**WORK REQUEST:** In the passage on surveillance cameras below, set down word for word the portion that opens with "Or would it?" and closes with "goes that tactic.".

**GIVEN PASSAGE:**

But shit, I’m not sixteen years old anymore – Christ I’m not even twenty-five – and I can’t help but feel for every camera that gets smashed a dozen are going to replace it, like some kind of panoptical hydra, and ultimately as much as it may temporarily disrupt things the only ones that are going to benefit from it are the state and surveillance camera companies, but damn, it would be fun … not like I’m encouraging it or anything …

Fool Them

As any methed-out up-for-weeks Subway robbing thug knows a good disguise can help keep the panopticon from making a positive ID, although I don’t think most of us want to walk around with a hoodie pulled over our heads or a bandanna covering our face all day, unless you’re an aspiring gang member I guess. A novelty-store fake nose and mustache would be much weirder and funnier – to me anyway, depending on what mind state I was accessing at time – and would work just as well.

Or would it? According to this article, CryptoMetric’s surveillance technology “is actually independent of disguises. It’s based on the underlying bone structure of the person, so we’re not looking for beards, what we’re looking for is location, width of the nose, where the nostrils are located, where the corners of the eyes are located, where the corners of the lips are located, the relative position of the ears, and all of these positions versus one another.” Shit. Well there goes that tactic.

**INFORMATION SHOWN:**
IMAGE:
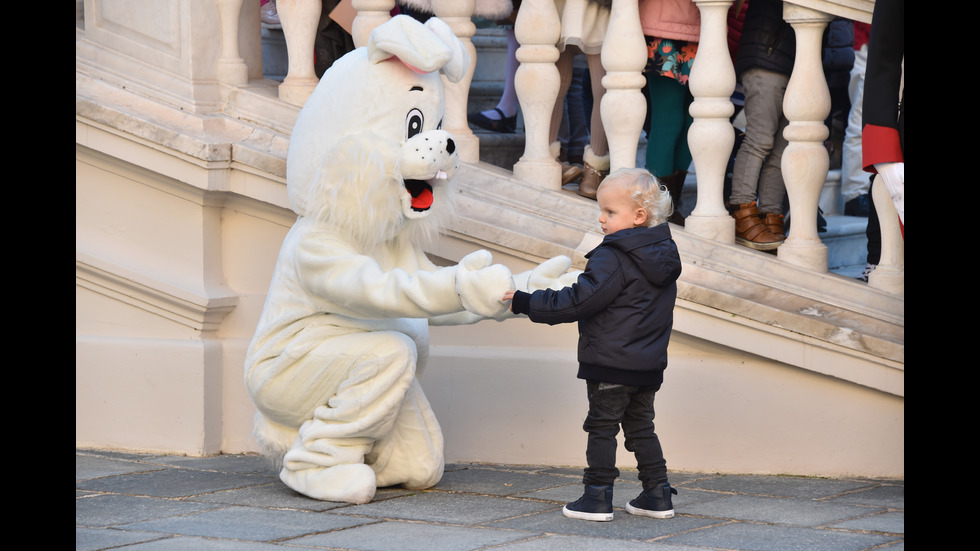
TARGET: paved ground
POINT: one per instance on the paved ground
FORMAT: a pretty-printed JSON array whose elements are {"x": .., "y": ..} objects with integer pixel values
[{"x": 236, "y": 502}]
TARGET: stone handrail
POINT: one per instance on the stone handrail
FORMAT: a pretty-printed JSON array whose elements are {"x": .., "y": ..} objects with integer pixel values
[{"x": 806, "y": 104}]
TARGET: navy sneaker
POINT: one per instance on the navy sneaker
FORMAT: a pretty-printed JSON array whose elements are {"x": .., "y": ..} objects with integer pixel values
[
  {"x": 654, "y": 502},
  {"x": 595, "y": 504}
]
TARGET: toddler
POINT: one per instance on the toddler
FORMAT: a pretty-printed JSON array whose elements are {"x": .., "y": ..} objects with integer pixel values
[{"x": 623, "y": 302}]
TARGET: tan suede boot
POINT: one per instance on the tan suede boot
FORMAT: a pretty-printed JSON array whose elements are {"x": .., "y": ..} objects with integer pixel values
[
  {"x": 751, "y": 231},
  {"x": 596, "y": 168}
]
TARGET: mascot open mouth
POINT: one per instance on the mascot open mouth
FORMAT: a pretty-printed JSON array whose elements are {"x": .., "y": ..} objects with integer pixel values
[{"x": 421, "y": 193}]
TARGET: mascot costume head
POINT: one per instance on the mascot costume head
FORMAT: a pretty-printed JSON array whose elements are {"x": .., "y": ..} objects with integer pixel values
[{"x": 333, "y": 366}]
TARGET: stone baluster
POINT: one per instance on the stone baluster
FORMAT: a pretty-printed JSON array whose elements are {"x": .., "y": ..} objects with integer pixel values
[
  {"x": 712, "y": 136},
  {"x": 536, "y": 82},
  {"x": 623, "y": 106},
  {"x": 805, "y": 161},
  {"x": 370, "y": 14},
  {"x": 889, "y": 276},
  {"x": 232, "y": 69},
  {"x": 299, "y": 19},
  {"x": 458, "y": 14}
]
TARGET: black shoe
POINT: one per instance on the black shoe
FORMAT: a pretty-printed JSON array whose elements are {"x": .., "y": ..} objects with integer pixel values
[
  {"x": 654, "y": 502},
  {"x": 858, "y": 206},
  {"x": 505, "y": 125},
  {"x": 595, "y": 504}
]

==

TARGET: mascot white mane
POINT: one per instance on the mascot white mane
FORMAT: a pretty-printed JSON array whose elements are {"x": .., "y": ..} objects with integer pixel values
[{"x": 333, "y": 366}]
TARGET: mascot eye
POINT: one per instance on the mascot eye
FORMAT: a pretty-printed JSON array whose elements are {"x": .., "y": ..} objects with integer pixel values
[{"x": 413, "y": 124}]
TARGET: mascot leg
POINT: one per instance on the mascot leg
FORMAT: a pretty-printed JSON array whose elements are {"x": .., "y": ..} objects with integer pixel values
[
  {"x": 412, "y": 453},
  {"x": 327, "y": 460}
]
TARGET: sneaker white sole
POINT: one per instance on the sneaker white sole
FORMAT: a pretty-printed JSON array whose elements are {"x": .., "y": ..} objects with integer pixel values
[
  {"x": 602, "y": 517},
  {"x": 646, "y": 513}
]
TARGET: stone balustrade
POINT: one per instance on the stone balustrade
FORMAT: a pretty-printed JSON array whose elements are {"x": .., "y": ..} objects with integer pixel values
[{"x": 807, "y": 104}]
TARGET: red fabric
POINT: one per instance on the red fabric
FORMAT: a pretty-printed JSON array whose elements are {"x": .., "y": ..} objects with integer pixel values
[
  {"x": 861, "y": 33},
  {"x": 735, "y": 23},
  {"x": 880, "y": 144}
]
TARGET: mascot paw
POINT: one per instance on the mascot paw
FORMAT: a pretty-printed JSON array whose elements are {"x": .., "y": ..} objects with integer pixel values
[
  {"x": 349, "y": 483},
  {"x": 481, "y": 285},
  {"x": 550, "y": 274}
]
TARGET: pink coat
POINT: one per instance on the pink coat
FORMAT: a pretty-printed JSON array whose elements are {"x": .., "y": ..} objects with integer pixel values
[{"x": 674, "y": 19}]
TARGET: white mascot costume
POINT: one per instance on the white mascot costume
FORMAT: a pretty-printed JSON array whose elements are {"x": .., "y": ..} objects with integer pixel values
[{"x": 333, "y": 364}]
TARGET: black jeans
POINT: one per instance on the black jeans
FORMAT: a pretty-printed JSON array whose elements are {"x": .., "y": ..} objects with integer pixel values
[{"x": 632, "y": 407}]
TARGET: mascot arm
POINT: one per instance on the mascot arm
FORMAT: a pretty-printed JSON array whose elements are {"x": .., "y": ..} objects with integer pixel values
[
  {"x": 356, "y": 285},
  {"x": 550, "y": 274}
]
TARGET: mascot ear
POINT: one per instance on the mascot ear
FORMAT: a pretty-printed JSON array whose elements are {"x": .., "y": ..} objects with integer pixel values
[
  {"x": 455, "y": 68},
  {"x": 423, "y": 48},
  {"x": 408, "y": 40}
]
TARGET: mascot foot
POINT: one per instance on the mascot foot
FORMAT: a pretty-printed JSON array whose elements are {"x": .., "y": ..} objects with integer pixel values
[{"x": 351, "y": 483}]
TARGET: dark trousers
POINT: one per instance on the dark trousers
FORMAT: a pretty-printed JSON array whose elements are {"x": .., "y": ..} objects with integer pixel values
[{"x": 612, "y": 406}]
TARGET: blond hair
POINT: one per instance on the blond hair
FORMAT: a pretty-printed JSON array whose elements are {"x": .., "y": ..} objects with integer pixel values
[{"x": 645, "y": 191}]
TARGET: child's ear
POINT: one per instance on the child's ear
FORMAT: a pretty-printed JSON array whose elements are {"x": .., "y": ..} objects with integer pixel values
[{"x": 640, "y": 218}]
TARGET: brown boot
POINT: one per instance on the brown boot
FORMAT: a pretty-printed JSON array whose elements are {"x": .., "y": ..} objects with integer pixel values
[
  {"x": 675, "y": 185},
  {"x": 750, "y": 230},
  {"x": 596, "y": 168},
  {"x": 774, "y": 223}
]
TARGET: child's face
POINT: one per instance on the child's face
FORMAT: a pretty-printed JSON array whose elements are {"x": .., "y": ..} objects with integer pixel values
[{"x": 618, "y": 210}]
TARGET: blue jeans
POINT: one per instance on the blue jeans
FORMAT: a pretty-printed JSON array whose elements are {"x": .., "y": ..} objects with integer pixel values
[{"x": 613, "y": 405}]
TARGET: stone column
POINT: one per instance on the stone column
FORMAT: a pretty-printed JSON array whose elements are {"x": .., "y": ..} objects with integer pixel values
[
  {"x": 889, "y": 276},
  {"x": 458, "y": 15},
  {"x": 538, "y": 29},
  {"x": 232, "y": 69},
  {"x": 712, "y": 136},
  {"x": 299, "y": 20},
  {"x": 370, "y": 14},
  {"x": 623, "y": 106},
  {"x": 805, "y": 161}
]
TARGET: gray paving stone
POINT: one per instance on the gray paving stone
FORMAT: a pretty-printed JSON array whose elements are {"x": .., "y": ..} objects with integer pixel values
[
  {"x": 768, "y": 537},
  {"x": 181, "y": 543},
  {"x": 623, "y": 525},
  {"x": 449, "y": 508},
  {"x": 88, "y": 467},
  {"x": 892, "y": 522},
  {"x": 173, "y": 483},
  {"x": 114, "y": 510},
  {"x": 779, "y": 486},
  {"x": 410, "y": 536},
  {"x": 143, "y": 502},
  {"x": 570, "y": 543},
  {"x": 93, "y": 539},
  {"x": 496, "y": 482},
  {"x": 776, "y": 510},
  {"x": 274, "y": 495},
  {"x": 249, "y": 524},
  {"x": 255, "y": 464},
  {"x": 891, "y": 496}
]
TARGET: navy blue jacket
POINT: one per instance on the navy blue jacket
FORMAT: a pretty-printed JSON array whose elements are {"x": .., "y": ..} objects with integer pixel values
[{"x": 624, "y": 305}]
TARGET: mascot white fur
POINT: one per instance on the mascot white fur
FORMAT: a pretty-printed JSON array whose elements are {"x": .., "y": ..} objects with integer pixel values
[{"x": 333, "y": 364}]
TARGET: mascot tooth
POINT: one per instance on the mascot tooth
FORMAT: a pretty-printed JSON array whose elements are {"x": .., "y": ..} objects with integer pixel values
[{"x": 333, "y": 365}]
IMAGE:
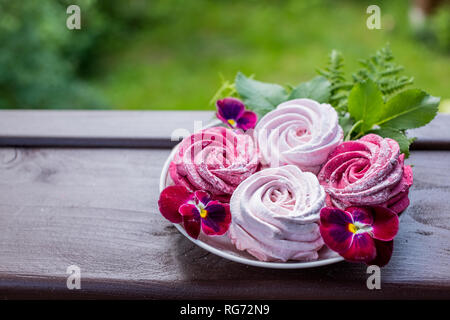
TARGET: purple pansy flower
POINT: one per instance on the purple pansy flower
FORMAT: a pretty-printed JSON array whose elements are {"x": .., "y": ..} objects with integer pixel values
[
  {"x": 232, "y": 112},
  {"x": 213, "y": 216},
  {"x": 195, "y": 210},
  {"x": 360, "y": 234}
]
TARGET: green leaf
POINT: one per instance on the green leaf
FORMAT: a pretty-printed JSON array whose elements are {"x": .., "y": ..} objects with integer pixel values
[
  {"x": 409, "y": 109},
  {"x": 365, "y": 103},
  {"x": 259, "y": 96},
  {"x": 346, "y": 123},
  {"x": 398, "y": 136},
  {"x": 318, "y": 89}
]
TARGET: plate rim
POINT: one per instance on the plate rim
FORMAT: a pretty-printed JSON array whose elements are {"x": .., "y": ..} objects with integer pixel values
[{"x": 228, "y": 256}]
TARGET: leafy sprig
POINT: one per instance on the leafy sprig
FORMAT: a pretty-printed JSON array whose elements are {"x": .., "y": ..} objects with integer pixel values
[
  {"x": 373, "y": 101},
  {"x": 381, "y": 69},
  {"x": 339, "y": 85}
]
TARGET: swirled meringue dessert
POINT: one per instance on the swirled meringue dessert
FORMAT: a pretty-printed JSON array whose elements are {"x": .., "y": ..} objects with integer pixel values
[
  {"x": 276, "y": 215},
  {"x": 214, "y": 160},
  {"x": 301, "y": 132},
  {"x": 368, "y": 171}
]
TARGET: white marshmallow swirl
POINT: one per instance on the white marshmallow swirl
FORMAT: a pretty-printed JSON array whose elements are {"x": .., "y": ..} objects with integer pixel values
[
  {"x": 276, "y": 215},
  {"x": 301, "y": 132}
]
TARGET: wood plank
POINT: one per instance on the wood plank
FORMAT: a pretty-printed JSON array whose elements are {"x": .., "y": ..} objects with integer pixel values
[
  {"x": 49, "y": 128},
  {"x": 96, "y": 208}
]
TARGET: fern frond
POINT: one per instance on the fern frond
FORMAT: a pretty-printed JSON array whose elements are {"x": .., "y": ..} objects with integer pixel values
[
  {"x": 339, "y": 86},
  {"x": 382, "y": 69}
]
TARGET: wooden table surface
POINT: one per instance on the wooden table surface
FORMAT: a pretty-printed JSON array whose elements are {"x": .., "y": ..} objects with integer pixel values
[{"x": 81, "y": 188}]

**ANSWER SECTION:**
Or would it? According to this article, CryptoMetric’s surveillance technology “is actually independent of disguises. It’s based on the underlying bone structure of the person, so we’re not looking for beards, what we’re looking for is location, width of the nose, where the nostrils are located, where the corners of the eyes are located, where the corners of the lips are located, the relative position of the ears, and all of these positions versus one another.” Shit. Well there goes that tactic.